» Consignes de l'exercice:
**1)** Dans le texte sur l'agression de la RDC en 1998, quel jour l'Union européenne publie-t-elle son communiqué à Kinshasa ?
**2)** Poursuivez, s'il vous plaît, le texte sur l'agression de la RDC en 1998 après sa dernière phrase.

» Passage proposé:
Le mardi 11 août 1998, le chef de la délégation de
l’OUA reconnaît, au terme d’une audience auprès du ministre d’Etat chargé de
l’Intérieur, Gaëtan Kakudji, l’agression de la RDC par le Rwanda et l’Ouganda.
Cette agression finit par susciter une forte mobilisation intérieure et un
sursaut de nationalisme des Congolais, qui font hésiter Rwandais et Ougandais,
parrains de la rébellion. Même les Occidentaux qui avaient cautionné la
déstabilisation de la RDC ne manifestent plus le même enthousiasme.
Un communiqué des Etats-Unis d’Amérique demande le même jour aux
Etats voisins de la RDC de ne pas violer son intégrité territoriale. L’Union
européenne, dans un communiqué publié le mercredi 12 août 1998, à Kinshasa, se
prononce par ailleurs pour le respect de l’intégrité du territoire congolais et
le règlement négocié du conflit.
Ces prises de positions ne
manquent pas de signification. Selon les observateurs, outre la mobilisation
intérieure spontanée contre l’agresseur et le sursaut nationaliste de la
population congolaise, qui s’est notamment traduit par le rejet de
l’irrédentisme du Rwanda et de l’Ouganda à l’égard de la RDC, le revirement dans
l’attitude des parrains de la rébellion est dicté par la résistance surprenante
des Forces armées congolaises (FAC), qui n’a pas facilité l’aboutissement
heureux de la guerre planifiée par des stratèges rwandais, ougandais et
occidentaux. Il y a enfin la menace de Laurent-Désiré Kabila de porter la guerre
chez l’agresseur et de distribuer des armes à toute la population qui a fait
peur aux parrains.

» Données fournies:
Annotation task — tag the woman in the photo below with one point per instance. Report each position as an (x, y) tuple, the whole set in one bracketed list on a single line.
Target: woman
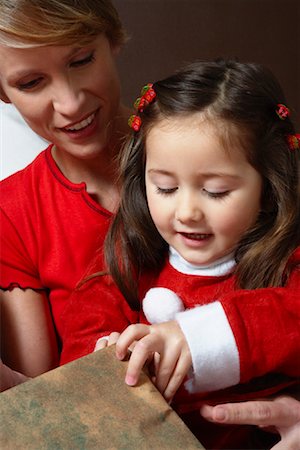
[(63, 81)]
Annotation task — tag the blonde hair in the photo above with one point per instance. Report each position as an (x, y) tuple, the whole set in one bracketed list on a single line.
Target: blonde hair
[(33, 23)]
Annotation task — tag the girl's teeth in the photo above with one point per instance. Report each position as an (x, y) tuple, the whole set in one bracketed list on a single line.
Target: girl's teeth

» Réponses rédigées:
**1)** Le mercredi 12 août 1998.

**2)**
La diplomatie semble prendre le relais pendant
que sur le terrain des opérations, un tassement est constaté. C’est ce moment
que choisit l’Occident pour contraindre Kabila à négocier en revoyant sa
politique intérieure afin d’aboutir à une réconciliation nationale.
Le dimanche 16 août 1998, une commission intergouvernementale,
formée à l’issue du Sommet de Victoria Falls, foule le sol congolais et tient à
amener le chef de l’Etat congolais à négocier. Dans le même ordre d’idées,
Nelson Mandela, qui redoute l’internationalisation de la guerre et l’embrasement
de la sous-région, convoque à Pretoria, le 22 du même mois, un sommet tripartite
RDC-Ouganda-Rwanda.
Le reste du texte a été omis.